* **Data**:
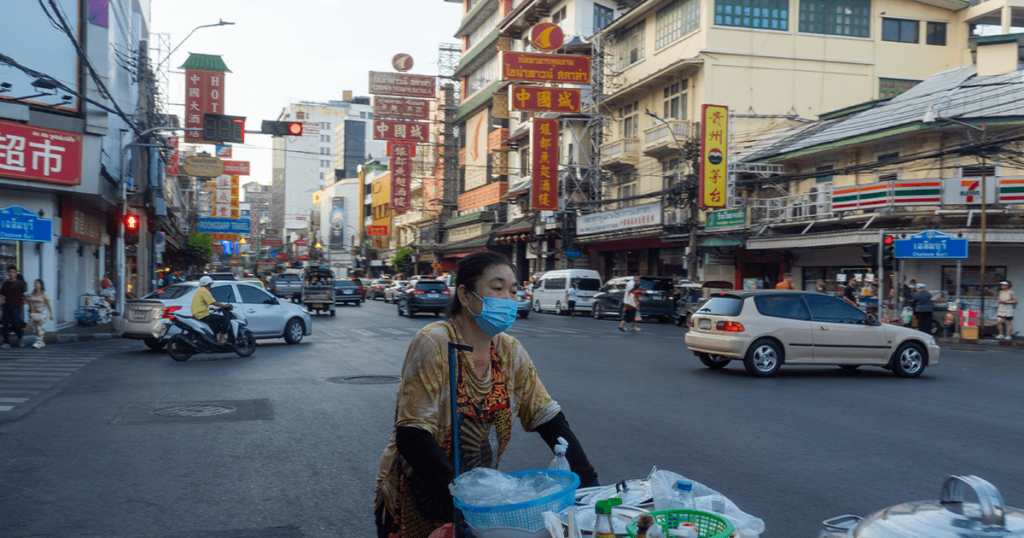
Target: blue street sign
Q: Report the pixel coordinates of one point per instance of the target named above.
(17, 223)
(224, 225)
(931, 244)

* **Problem requirements**: Only the lines from the one containing "Q: Report the" through the last line of the records above are to be reproduced, exactly and with both ends included.

* **Solution to the exercise**:
Q: Report the pixel coordinates of one point per instance of the target named above.
(17, 223)
(224, 225)
(931, 244)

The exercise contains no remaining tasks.